> TASKS TO CARRY OUT
#1 Please reproduce the passage of the Rebecca Betensky biography starting with "American statistician" and going on through "Disease Research Center.".
#2 Render this sentence from the Rebecca Betensky biography in Spanish: "She completed a doctorate in statistics at Stanford University in 1992."
#3 Extend the Rebecca Betensky biography from its last sentence onward.

= Rebecca Betensky =

American statistician

Rebecca A. Betensky is a professor of biostatistics and chair of the department of biostatistics at New York University's School of Global Public Health. Previously, she was a professor of biostatistics at the Harvard T.H. Chan School of Public Health, where she directed the biostatistics program for the Harvard Clinical and Translational Science Center. She was also a biostatistician for Massachusetts General Hospital, where she directed the biostatistics core of the Alzheimer’s Disease Research Center.

==Education and career==
Betensky studied mathematics as an undergraduate in Harvard College, graduating in 1987. She completed a doctorate in statistics at Stanford University in 1992. Her dissertation, supervised by David Siegmund, was A Study of Sequential Procedures for Comparing Three Treatments.

> STORED DATA
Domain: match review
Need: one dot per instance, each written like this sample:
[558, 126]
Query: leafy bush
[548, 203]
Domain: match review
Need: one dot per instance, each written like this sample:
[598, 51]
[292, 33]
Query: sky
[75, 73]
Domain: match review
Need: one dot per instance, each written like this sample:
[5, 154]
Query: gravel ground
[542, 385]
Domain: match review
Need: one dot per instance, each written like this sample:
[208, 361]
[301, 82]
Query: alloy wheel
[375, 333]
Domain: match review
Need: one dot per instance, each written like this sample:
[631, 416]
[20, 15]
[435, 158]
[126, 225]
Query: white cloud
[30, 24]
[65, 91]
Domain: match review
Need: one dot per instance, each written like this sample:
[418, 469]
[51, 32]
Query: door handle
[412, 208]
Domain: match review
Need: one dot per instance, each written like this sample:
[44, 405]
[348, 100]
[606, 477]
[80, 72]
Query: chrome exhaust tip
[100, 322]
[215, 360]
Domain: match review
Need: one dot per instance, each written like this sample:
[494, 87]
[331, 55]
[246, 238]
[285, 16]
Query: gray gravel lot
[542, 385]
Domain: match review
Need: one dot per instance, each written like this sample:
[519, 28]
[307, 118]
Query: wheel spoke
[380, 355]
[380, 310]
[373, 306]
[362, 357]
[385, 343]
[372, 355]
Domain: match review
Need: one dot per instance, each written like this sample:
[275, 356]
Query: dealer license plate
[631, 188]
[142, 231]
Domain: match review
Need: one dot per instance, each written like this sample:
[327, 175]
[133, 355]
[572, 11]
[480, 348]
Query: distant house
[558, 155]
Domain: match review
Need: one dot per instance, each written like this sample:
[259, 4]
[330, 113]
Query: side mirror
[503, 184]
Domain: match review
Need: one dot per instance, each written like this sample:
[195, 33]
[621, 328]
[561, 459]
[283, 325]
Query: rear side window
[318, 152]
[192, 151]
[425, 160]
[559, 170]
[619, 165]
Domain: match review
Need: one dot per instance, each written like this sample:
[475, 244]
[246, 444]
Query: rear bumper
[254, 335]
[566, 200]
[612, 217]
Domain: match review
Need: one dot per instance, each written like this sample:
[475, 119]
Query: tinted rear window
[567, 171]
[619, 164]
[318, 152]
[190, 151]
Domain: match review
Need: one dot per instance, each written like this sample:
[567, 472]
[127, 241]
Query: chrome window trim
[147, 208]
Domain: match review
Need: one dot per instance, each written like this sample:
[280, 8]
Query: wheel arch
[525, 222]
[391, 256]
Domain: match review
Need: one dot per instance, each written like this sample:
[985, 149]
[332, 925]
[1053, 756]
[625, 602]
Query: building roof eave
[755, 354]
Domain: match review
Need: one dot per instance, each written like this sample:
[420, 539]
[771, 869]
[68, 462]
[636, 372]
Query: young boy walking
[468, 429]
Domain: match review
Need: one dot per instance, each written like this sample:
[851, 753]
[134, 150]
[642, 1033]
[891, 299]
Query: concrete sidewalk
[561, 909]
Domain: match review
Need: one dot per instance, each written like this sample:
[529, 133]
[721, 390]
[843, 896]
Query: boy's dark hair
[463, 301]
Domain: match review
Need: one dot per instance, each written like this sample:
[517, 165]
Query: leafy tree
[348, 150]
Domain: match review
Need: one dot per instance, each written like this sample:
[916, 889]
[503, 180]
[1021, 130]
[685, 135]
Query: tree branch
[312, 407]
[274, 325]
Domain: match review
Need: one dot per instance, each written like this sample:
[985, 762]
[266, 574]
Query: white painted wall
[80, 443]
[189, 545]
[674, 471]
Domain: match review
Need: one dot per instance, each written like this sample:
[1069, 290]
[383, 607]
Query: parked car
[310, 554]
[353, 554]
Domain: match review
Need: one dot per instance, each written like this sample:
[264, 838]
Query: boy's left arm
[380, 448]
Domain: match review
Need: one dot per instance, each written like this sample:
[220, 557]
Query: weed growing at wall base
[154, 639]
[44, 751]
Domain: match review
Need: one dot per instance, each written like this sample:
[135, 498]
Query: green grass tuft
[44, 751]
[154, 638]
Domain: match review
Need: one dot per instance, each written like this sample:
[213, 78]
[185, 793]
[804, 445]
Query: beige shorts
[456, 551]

> LIST OF ANSWERS
#1
American statistician

Rebecca A. Betensky is a professor of biostatistics and chair of the department of biostatistics at New York University's School of Global Public Health. Previously, she was a professor of biostatistics at the Harvard T.H. Chan School of Public Health, where she directed the biostatistics program for the Harvard Clinical and Translational Science Center. She was also a biostatistician for Massachusetts General Hospital, where she directed the biostatistics core of the Alzheimer’s Disease Research Center.

#2 Completó un doctorado en estadística en la Universidad de Stanford en 1992.

#3
After postdoctoral studies at Stanford, she joined the faculty of Northwestern University in 1993. She returned to Harvard as a faculty member in 1994, recruited as part of a large National Institutes of Health-funded contract for Harvard to perform statistics for the AIDS Clinical Trials Group. She became associated with Mass General in 2007.

In 2018, she joined the faculty of New York University's School of Global Public Health as professor and chair of the department of biostatistics.

==Awards and honors==
Betensky has been a fellow of the American Statistical Association since 2003, and an elected member of the International Statistical Institute since 2007. She won the Mortimer Spiegelman Award of the American Public Health Association in 2005. In 2023 Betensky was awarded Fellow of the American Association for the Advancement of Science.